Stored items from a collection
____

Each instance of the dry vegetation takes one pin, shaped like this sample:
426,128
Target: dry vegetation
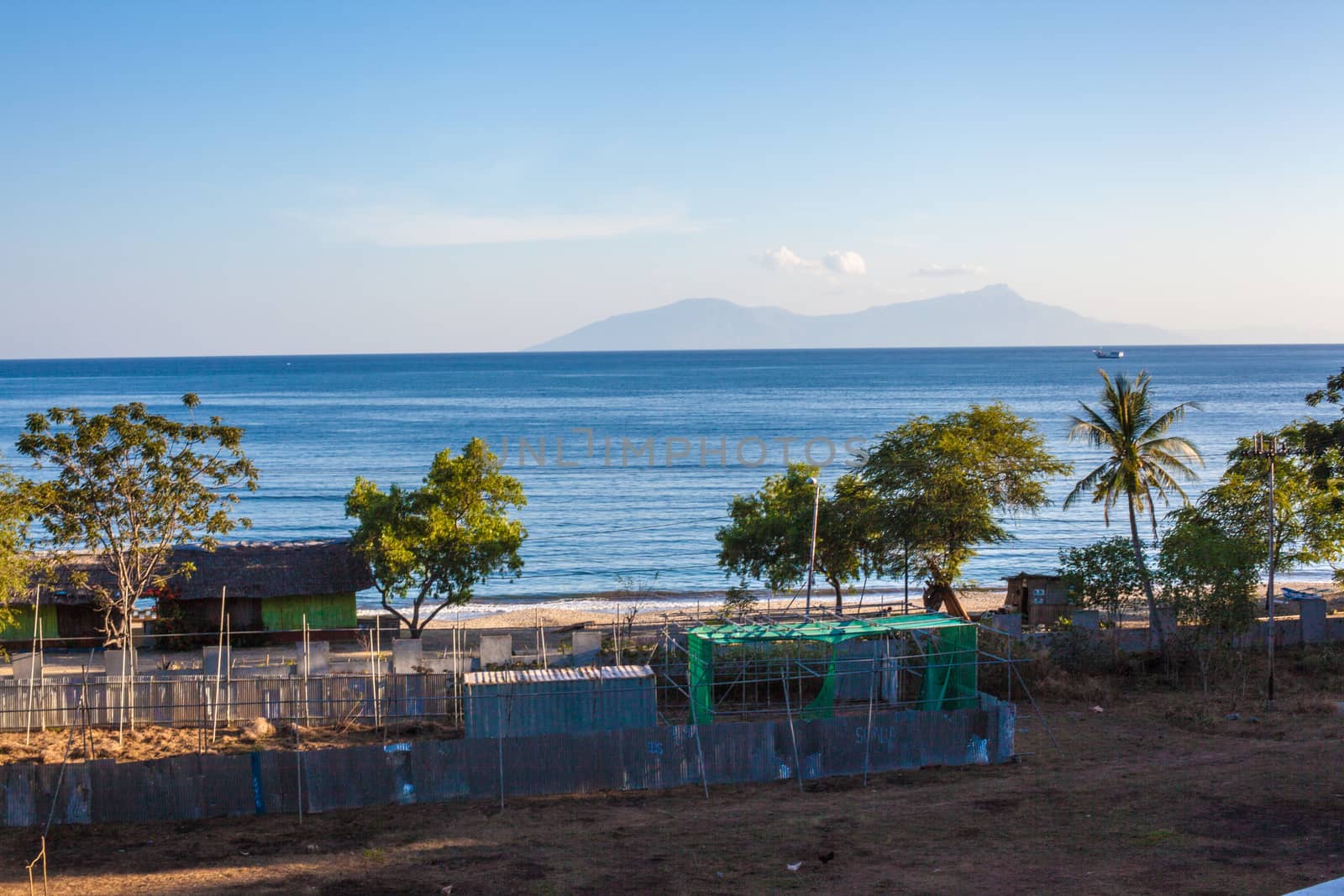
1159,792
156,741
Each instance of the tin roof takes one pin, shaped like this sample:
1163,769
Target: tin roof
541,676
248,569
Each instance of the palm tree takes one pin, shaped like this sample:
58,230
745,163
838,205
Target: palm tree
1144,464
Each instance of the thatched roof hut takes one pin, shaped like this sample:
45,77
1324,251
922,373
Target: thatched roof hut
248,569
269,586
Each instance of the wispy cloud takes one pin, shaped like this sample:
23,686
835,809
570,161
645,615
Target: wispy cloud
412,226
951,270
846,262
786,261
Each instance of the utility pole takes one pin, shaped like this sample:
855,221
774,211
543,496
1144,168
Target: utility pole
812,553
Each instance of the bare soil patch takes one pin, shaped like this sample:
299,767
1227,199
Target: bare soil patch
1158,793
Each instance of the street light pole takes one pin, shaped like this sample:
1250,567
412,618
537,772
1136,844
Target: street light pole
812,553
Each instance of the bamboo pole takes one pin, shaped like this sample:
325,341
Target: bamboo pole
35,658
793,736
867,741
299,772
219,665
499,721
307,719
228,671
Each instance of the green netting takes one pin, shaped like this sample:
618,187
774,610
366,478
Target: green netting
323,610
20,627
951,669
951,658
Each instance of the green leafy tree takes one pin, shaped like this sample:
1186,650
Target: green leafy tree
15,553
1207,577
1146,463
434,544
1321,443
131,485
1308,512
1102,575
941,486
769,537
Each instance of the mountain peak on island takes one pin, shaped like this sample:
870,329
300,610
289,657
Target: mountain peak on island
991,316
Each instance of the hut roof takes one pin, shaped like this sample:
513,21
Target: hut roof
246,569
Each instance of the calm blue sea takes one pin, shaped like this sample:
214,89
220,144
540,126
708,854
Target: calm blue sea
629,458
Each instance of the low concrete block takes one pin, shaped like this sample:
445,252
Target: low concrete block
438,664
27,665
212,663
1089,620
1007,622
407,654
496,651
319,658
1168,621
1312,614
112,663
585,647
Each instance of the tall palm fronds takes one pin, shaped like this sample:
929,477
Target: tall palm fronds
1146,463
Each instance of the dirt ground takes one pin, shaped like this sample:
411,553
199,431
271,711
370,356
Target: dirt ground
1156,793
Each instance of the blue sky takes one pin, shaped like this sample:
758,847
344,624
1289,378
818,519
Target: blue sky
366,177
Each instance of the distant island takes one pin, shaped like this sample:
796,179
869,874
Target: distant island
994,316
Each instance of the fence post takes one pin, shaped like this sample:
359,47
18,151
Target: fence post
793,738
499,739
867,739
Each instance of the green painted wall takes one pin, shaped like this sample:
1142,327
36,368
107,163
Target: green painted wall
324,611
22,626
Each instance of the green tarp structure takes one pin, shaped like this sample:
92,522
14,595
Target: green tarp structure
949,674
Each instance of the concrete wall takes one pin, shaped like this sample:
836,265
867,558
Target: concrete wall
425,772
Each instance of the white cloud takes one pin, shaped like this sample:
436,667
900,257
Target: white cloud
784,259
952,270
425,226
846,262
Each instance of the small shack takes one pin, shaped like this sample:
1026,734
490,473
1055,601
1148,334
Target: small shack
1041,600
544,701
67,620
269,589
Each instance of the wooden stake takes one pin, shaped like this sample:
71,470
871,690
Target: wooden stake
35,658
219,665
793,736
867,741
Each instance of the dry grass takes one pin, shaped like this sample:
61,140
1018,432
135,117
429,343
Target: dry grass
1159,793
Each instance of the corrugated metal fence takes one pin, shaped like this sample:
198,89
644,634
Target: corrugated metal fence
192,700
276,782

____

> **YOUR TASK**
Apart from the images, every line above is to be given again exactly.

> **EXERCISE RESPONSE**
Each instance of the dry vegetation takes one pin, shaped like this sample:
426,128
Target: dry vegetation
1159,792
156,741
Each instance of the tin roof takes one pin, shaped like this sample:
1163,769
Target: tin roof
541,676
248,569
Each instance of the palm tree takes one pin, shaped like this sample:
58,230
745,163
838,205
Target: palm tree
1144,464
Each instance of the thatched roof hut takes one pin, shaped like this sample:
45,77
1324,251
922,373
Target: thatched roof hut
248,569
269,586
Each instance of the wispy cloud takes one pin, shaped like this sample:
23,686
835,809
570,161
645,615
Target: wispy cloud
412,226
951,270
846,262
786,261
Each instance of the utility pole takes one pin, shaped like this sample:
855,221
774,211
543,496
1144,168
Target: utility pole
812,553
Each instance of the bare soil patch takes one pin, shaped like this sample:
299,767
1227,199
Target: bare soil patch
1158,793
Each instance of the street light pole takes one pin, shaped like this sample:
1250,567
412,618
537,772
1136,844
Target: street light pole
812,553
Each instance of the bamboo pole takes one pin, shaped like this sample:
325,341
Target: bamboo pole
35,658
793,736
867,741
299,772
219,665
499,721
307,719
228,671
Each instance of the green netting takes one pin, shaped like this sample:
618,187
774,610
366,478
Target: green netting
323,610
20,627
951,669
951,658
Each instance of the green leafy tree takes one pin, shaped like this sample:
1186,650
Target: green leafy tree
15,553
1207,577
1146,463
434,544
1321,443
131,485
1308,512
1102,575
941,486
769,537
Each instance of the mountain peak on island takes one pin, shaped like this sample:
870,329
300,610
289,657
Target: mountain peak on island
991,316
Each instance of the hut roof takes one pin, shaped like this sample:
513,21
Target: hut roof
246,569
Each instance of the calm blue sea takes one pin, shaped like this sample:
214,89
220,144
540,126
708,854
Target: calm blue sea
629,458
Each instance of the low concrete block takes one pin, shaped like this sample:
445,252
Target: low concrete block
438,664
27,665
212,663
1089,620
1007,622
407,654
496,651
319,658
1168,621
1312,614
112,663
585,647
Each instance of the tall palm fronds takes one pin, shaped like this sample:
929,477
Target: tall palm fronds
1146,463
Each instance of the dirt ground takes one pin, shaped like this sample:
411,553
199,431
271,711
370,356
Target: dirt ground
1156,793
Each instance of the blue sky takes one pin, shaped like this sample:
758,847
344,624
1289,378
818,519
Target: blue sky
366,177
Each instance of the distant island takes one pin, shaped like this sample:
796,179
869,874
Target: distant island
994,316
Each instance of the fence post takes one pin, shaped like this sample:
359,47
18,151
Target: fence post
793,738
499,739
867,739
Each instance of the green painted wall takes one pin, shaped like this sample:
1142,327
36,368
107,163
Target: green painted wall
324,611
22,626
Each instance of the green tarp structure takes one pin, shaped like this sample:
92,522
14,595
Target: green tarp structure
949,674
Each instance of the concrete wall takes one pin, shaped like this sample:
836,265
867,558
Target: concrete wall
425,772
Each instance of the white cloud takes one pin, shaped like this sample:
436,667
900,257
Target: white cloud
784,259
952,270
425,226
846,262
Each instance of the small shack takes one pin, shaped like this sample:
1026,734
490,473
1055,601
1148,334
Target: small shack
1041,600
544,701
67,620
269,589
Each instance of the wooden stake takes one pin, shaped like this sample:
71,470
871,690
Target: wooden stake
35,658
219,665
793,736
867,741
Each instance of the dry grass takes one pin, shaped like this sample:
61,140
1018,432
135,117
429,343
Target: dry grass
1159,793
Each instance of the corrugated metal fence takes one pin, shaped like this sample:
198,89
644,634
Target: corrugated metal fence
192,700
276,782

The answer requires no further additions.